__STATED TASK__
Return the listing lines exactly as they appear, starting at the line that contains "I need to verify whether the wooden" and stopping after the line that contains "[[132, 695, 214, 753]]".

__TASK DATA__

━━━━━━━━

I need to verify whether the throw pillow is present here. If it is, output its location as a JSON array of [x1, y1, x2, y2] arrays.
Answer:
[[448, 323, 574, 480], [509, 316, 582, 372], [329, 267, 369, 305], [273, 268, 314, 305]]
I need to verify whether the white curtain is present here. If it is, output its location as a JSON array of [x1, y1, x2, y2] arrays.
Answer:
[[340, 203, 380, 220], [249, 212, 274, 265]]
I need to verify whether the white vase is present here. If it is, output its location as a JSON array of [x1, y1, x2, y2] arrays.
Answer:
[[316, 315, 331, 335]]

━━━━━━━━

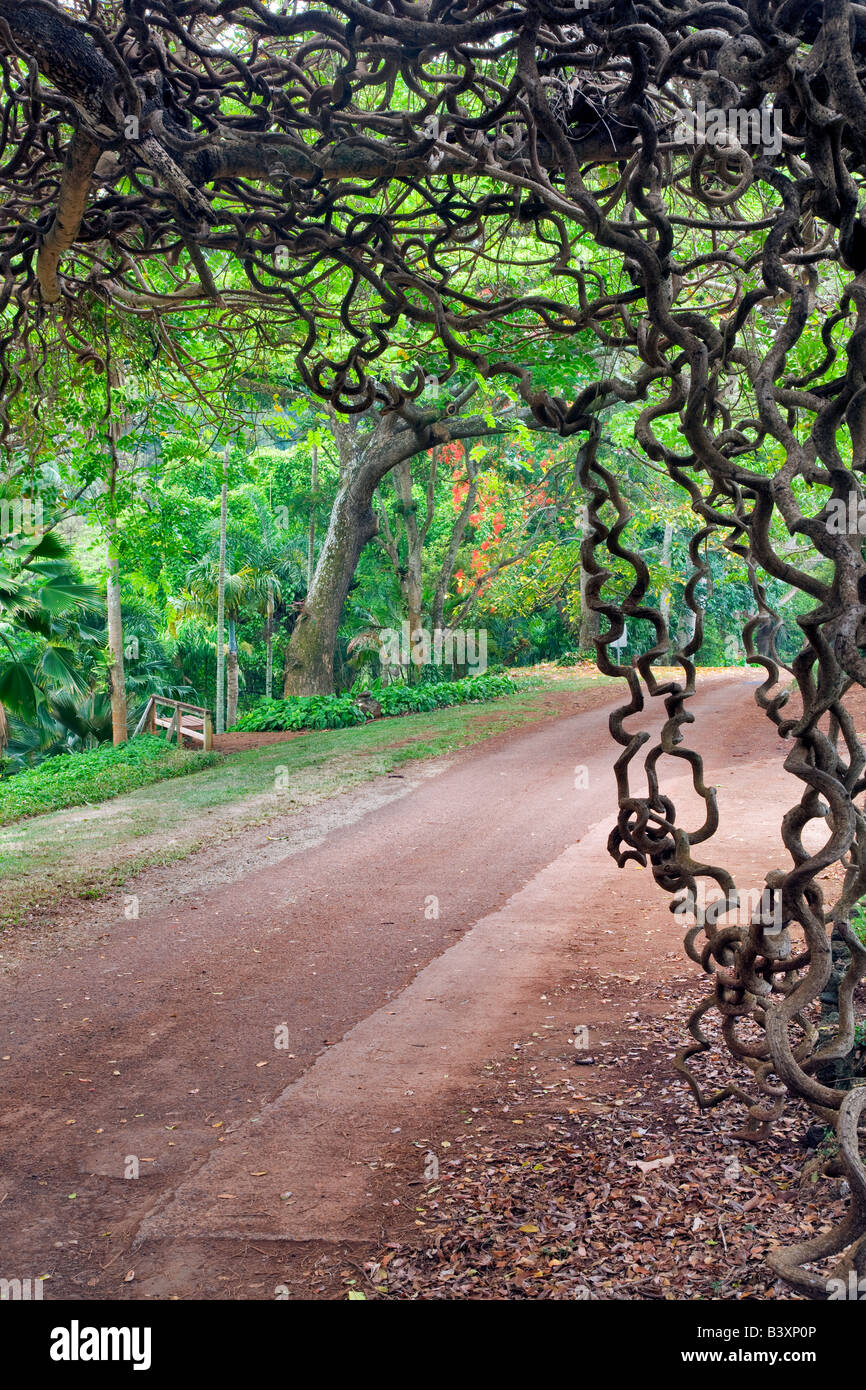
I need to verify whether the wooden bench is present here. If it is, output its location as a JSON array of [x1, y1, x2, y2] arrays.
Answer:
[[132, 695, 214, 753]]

━━━━━━━━

__REPLY TO THE TASK__
I need to verify whether the wooden bench is present here. If it is, output its location as a JSON array of [x1, y1, x2, y2] arrays.
Answer:
[[132, 695, 214, 753]]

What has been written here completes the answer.